• Exercise data:
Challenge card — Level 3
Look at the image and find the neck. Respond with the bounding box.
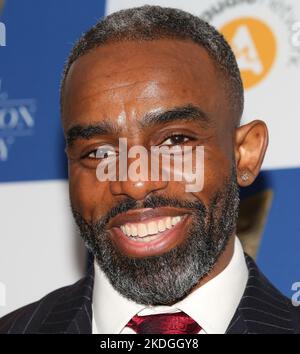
[189,234,236,294]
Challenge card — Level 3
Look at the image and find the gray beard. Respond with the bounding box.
[72,171,239,306]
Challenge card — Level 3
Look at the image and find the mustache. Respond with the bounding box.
[74,195,207,229]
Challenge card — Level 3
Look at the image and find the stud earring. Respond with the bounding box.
[240,171,249,181]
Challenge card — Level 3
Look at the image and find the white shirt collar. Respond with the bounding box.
[92,236,248,334]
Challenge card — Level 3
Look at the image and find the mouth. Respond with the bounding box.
[120,215,183,242]
[107,207,192,258]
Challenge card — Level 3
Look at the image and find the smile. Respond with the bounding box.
[107,207,192,257]
[119,216,183,242]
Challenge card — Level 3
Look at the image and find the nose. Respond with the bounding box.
[110,179,168,200]
[108,140,169,200]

• What is required: Set every entry down again exactly as written, and omit the images.

• Answer space:
Challenge card — Level 3
Look at the image and find the neck. Respond with the bounding box.
[189,234,236,294]
Challenge card — Level 3
Look at the image and find the gray beard. Respond with the bounding box.
[72,171,239,306]
Challenge card — Level 3
Look at the image and find the mustache. Respond with the bounding box.
[74,195,207,229]
Challenge card — Level 3
Look at the image and find the stud earring. Respond with the bounding box.
[240,171,249,181]
Challenge card — Level 3
Look at the image and find the white shirt collar. Respond with the bounding box.
[92,236,248,334]
Challenge card — Level 3
Look at the image and find the mouth. Respond with the bounding box.
[120,215,183,242]
[107,207,192,258]
Challenge card — Level 3
Look at the image and find the smile. Respond with the bounding box.
[107,207,192,257]
[119,216,183,242]
Challenge card — Level 3
Look at the image and find the nose. Respond with the bounding box.
[110,179,168,200]
[108,140,169,200]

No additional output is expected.